# Exercise objective:
Put the lines of data below into a numbered list, leaving out blank lines and the pictures.

┄┄┄┄┄┄┄┄┄┄

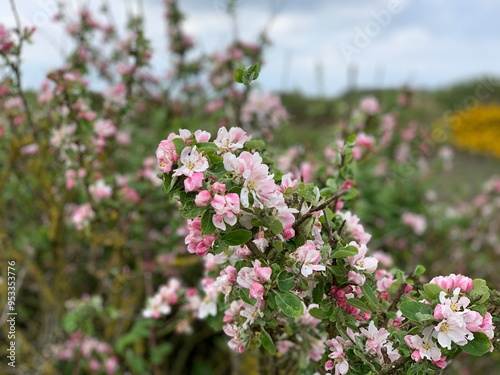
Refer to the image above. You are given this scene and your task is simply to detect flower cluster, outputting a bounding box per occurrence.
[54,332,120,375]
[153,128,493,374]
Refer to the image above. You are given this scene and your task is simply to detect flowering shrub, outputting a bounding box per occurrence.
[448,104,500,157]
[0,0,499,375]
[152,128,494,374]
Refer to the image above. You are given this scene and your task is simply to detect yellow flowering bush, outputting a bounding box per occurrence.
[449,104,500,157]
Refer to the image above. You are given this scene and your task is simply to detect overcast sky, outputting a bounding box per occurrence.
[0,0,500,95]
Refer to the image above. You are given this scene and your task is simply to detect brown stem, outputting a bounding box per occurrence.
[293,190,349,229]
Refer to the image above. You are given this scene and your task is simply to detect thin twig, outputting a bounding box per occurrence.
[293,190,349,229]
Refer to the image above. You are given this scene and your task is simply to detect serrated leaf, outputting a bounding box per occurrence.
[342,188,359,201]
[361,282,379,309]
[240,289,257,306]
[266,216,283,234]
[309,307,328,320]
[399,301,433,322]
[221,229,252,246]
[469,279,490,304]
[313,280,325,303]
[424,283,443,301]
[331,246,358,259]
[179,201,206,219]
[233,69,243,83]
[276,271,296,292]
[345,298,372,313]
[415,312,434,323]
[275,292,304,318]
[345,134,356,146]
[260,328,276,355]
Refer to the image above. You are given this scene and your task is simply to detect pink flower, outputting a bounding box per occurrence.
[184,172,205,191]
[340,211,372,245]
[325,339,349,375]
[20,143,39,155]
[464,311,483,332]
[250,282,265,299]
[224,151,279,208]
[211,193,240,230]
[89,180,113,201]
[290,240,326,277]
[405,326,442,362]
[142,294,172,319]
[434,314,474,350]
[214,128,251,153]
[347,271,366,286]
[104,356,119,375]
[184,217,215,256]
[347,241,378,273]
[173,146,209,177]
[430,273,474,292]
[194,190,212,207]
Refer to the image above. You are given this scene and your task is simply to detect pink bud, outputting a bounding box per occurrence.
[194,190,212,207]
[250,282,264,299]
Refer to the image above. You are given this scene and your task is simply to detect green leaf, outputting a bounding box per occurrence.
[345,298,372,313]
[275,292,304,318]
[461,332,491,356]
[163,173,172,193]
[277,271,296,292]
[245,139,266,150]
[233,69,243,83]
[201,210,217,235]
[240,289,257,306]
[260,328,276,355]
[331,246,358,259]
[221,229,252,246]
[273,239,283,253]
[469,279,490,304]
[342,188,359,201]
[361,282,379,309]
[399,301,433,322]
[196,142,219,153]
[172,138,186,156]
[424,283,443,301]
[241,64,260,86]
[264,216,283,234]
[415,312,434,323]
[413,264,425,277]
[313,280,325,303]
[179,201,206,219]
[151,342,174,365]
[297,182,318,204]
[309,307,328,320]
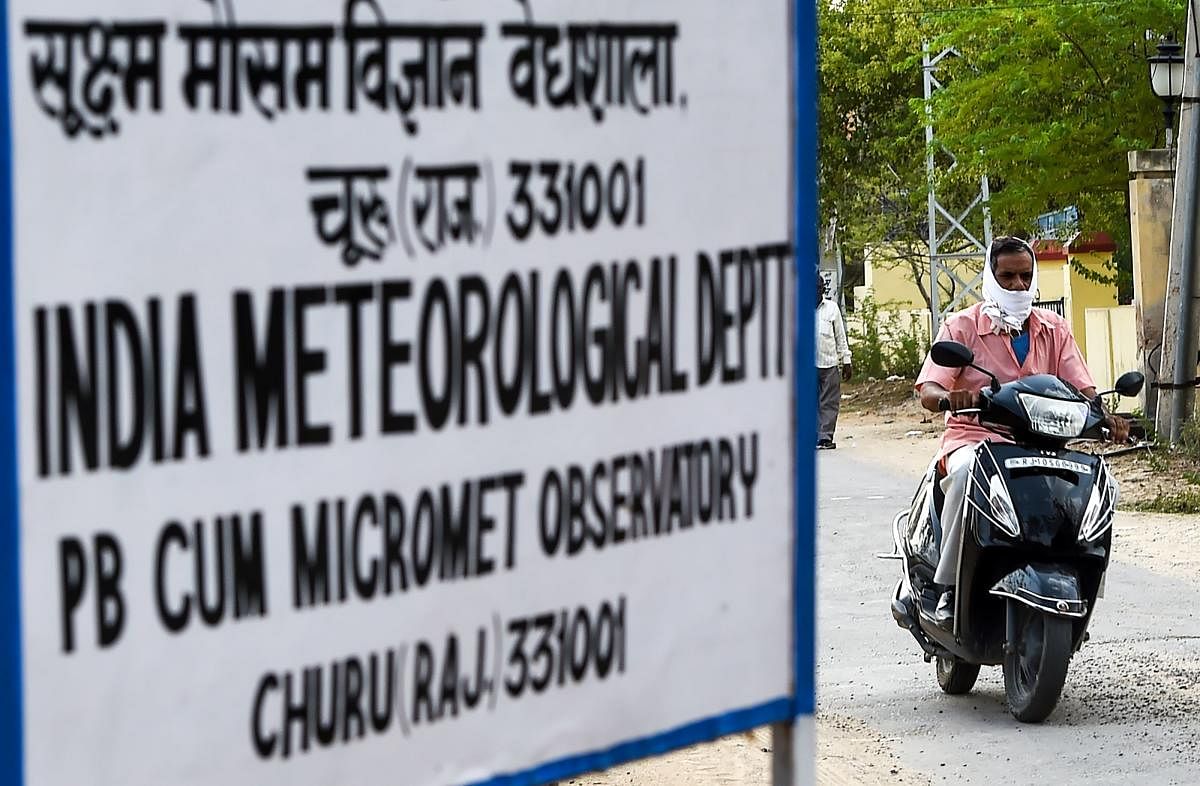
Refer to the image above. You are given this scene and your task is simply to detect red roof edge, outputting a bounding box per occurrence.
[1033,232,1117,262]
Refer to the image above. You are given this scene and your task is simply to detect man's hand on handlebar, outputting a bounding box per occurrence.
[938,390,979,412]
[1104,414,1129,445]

┄┄┄┄┄┄┄┄┄┄

# Written solution:
1. Refer to the image above. You are given this scene and your task is simply to detect flower cluster, outputting a bounding box per occurrence.
2. [54,332,120,375]
3. [153,128,493,374]
4. Refer to the image above. You are given this scene and your task is simply to detect flowering shrub, outputting a bounding box per occurrence.
5. [448,104,500,157]
6. [0,0,499,375]
7. [152,128,494,374]
8. Refer to the image above. You are given this scene and your task is simply to detect yellow flowering bush, outputting a bounding box per occurrence.
9. [449,104,500,157]
10. Refer to the image above. You are given this scene and your task is simply to detect overcast sky, outputting a bounding box per occurrence.
11. [0,0,500,95]
12. Refer to the image above. You are given this scene and your task is simply to detect brown stem, outputting a bounding box per occurrence.
13. [293,190,349,229]
14. Refer to the image above. You are given this scene and your task is simply to detect thin twig, outputting a bounding box per occurrence.
15. [293,190,349,229]
16. Refer to the image above. You are given this scene and your task is simply to detect serrated leaf, outputting a bounding box per occurrence.
17. [342,188,359,201]
18. [361,282,379,309]
19. [240,289,257,306]
20. [266,216,283,234]
21. [309,307,328,320]
22. [399,301,433,322]
23. [221,229,252,246]
24. [469,279,490,304]
25. [313,280,325,303]
26. [424,283,443,301]
27. [331,246,358,259]
28. [179,201,206,219]
29. [233,69,243,83]
30. [276,271,296,292]
31. [345,298,372,313]
32. [415,312,434,323]
33. [275,292,304,318]
34. [345,134,356,146]
35. [260,328,276,355]
36. Refer to the image above. You are given this scene and your task is simply to detect pink flower, outputting a bounding box per occurrence.
37. [184,172,205,191]
38. [340,211,372,245]
39. [325,339,349,375]
40. [20,143,39,155]
41. [464,311,483,332]
42. [250,282,265,299]
43. [224,151,279,208]
44. [211,193,240,230]
45. [89,180,113,201]
46. [290,240,326,277]
47. [405,326,442,362]
48. [142,294,172,319]
49. [434,314,474,350]
50. [214,128,251,153]
51. [347,271,366,286]
52. [104,356,119,375]
53. [184,217,215,256]
54. [347,241,378,273]
55. [173,146,209,177]
56. [430,273,474,292]
57. [194,190,212,207]
58. Refer to the image above. You are given this scene and your task is simply to detect pink bud, outputting a bounding box per occurrence.
59. [194,190,212,207]
60. [250,282,264,299]
61. Refer to the image above. You are given this scene and your task is simply to detect green leaf, outputting a bounding box per occurrence.
62. [345,298,372,313]
63. [275,292,304,318]
64. [461,332,491,356]
65. [163,173,172,193]
66. [277,271,296,292]
67. [245,139,266,150]
68. [233,69,243,83]
69. [201,210,217,235]
70. [240,289,257,306]
71. [260,328,276,355]
72. [331,246,358,259]
73. [221,229,252,246]
74. [273,239,283,253]
75. [469,279,490,304]
76. [342,188,359,201]
77. [361,282,379,309]
78. [399,301,433,322]
79. [196,142,219,153]
80. [172,138,186,156]
81. [424,283,443,301]
82. [241,64,260,86]
83. [264,216,283,234]
84. [415,312,434,323]
85. [413,264,425,277]
86. [313,280,325,303]
87. [179,201,206,219]
88. [151,342,174,365]
89. [297,182,318,204]
90. [309,307,328,320]
91. Refer to the image above. You are given this scene and your task is simply to detect red roof edge, outputting a bounding box per occurrence.
92. [1033,232,1117,262]
93. Refer to the image above. You are given this scene and your task is simply to detect man's hand on handlebar, outputting a bounding box per occurrence.
94. [938,390,979,412]
95. [1104,414,1129,445]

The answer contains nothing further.